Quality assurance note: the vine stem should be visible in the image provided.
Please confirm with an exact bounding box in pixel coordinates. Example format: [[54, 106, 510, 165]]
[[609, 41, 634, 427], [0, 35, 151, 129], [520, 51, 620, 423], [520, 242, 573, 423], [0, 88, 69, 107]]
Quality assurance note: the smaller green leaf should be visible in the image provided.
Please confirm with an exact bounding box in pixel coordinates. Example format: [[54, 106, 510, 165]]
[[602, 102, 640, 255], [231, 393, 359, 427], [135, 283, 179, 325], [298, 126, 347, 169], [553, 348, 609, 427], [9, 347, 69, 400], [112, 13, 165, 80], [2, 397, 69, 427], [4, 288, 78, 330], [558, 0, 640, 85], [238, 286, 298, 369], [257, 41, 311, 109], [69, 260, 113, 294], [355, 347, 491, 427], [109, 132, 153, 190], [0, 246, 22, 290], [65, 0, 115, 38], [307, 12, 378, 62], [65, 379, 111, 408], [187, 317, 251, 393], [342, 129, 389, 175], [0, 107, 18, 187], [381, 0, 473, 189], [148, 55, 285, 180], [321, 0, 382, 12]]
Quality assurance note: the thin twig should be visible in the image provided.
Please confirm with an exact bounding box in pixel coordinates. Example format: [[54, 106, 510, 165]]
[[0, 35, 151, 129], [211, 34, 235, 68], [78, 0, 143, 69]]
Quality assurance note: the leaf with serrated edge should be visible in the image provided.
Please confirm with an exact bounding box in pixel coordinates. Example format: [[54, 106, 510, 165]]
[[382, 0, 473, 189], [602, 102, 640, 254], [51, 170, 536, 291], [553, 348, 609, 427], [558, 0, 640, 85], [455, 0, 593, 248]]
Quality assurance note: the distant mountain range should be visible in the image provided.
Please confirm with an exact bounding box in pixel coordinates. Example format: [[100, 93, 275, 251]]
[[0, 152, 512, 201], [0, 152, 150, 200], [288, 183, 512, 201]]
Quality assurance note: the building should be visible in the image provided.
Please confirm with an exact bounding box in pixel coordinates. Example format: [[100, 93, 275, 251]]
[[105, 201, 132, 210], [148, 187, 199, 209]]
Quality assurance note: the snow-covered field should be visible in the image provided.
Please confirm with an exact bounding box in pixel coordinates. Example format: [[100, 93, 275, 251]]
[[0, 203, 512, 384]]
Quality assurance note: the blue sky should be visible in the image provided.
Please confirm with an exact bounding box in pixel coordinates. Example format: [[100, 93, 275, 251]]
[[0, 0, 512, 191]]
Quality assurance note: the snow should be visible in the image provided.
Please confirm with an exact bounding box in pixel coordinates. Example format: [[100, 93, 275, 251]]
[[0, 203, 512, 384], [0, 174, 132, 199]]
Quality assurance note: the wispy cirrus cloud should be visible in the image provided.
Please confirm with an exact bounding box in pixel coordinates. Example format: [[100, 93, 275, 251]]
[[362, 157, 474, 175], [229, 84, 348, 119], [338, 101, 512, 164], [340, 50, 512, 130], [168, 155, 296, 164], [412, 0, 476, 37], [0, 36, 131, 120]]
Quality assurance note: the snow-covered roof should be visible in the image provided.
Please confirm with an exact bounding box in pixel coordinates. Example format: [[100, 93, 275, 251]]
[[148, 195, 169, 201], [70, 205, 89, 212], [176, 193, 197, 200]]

******

GOAL OF THE EXERCISE
Restate every item above word for word, from the first to the last, along with its answer.

THE RESULT
Quality assurance note: the vine stem should be visible in the image provided.
Please confirm with an exact bounding box in pixel coordinates. Example format: [[54, 106, 510, 165]]
[[609, 41, 634, 427], [0, 35, 151, 129], [520, 51, 620, 423], [520, 242, 573, 423], [0, 88, 69, 107]]
Quality assurance note: the smaller green leaf should be visible in the image provided.
Please confirm with an exact bounding box in pixel coordinates. Example format: [[54, 106, 510, 165]]
[[602, 102, 640, 255], [231, 393, 359, 427], [135, 283, 179, 325], [298, 126, 347, 169], [553, 348, 609, 427], [9, 347, 69, 400], [112, 13, 165, 80], [2, 397, 69, 427], [4, 288, 78, 330], [558, 0, 640, 85], [238, 286, 298, 369], [257, 41, 311, 109], [69, 260, 113, 294], [355, 347, 491, 427], [109, 132, 153, 190], [0, 246, 22, 290], [65, 0, 115, 38], [307, 12, 378, 62], [65, 379, 111, 408], [187, 317, 251, 393], [342, 129, 389, 175], [0, 107, 18, 187], [381, 0, 473, 189], [148, 55, 285, 180], [321, 0, 382, 12]]
Quality assurance note: the thin twig should be visible in the image provided.
Please confirm with an exact bounding box in pixel coordinates. Example format: [[54, 106, 510, 165]]
[[0, 35, 151, 129], [211, 34, 235, 68], [78, 0, 143, 69]]
Quality assurance note: the leaf with serrated edge should be visible in the image provided.
Please confirm with an exact bounding box in pixel coordinates. Example format: [[54, 106, 510, 165]]
[[382, 0, 473, 189], [602, 102, 640, 254], [51, 170, 536, 291], [553, 348, 609, 427], [558, 0, 640, 85], [455, 0, 593, 248]]
Quality assurance note: the distant mountain range should be visible in the image provided.
Please confirm with an exact bounding box in pixel coordinates. Example format: [[100, 93, 275, 251]]
[[0, 152, 512, 201], [0, 152, 150, 200], [288, 183, 512, 201]]
Quality assurance note: the building should be visible in the image provided.
Please confirm with an exact bounding box in pixel coordinates. Example format: [[100, 93, 275, 251]]
[[105, 201, 132, 210], [148, 187, 199, 209]]
Quality assurance note: the snow-covered field should be visible in the image provided.
Please confirm with an exact bounding box in pixel coordinates. Example format: [[100, 93, 275, 251]]
[[0, 203, 512, 384]]
Quality assurance note: the blue sky should be visible in the image provided.
Please confirm with an exact bounding box in pixel coordinates. Example format: [[100, 93, 275, 251]]
[[0, 0, 512, 191]]
Quality assurance note: the snow should be visible in the image provided.
Please confirm with an exact bounding box in pixel coordinates. Example format: [[100, 93, 275, 251]]
[[0, 203, 512, 384], [0, 174, 132, 199]]
Quality assurance note: the wispy cirrus cloud should be visible in the image provided.
Please confirm with an exact bounding box in pixel coordinates. Example format: [[100, 93, 275, 251]]
[[362, 157, 474, 175], [229, 84, 348, 119], [338, 101, 512, 164], [340, 50, 512, 130], [168, 155, 296, 164], [412, 0, 476, 37], [0, 36, 131, 120]]
Quality assurance note: the snow-covered roof should be visible in the image provided.
Please confirm with an exact bounding box in pixel coordinates. Example format: [[100, 93, 275, 251]]
[[148, 195, 169, 201], [70, 205, 89, 212], [176, 193, 197, 200]]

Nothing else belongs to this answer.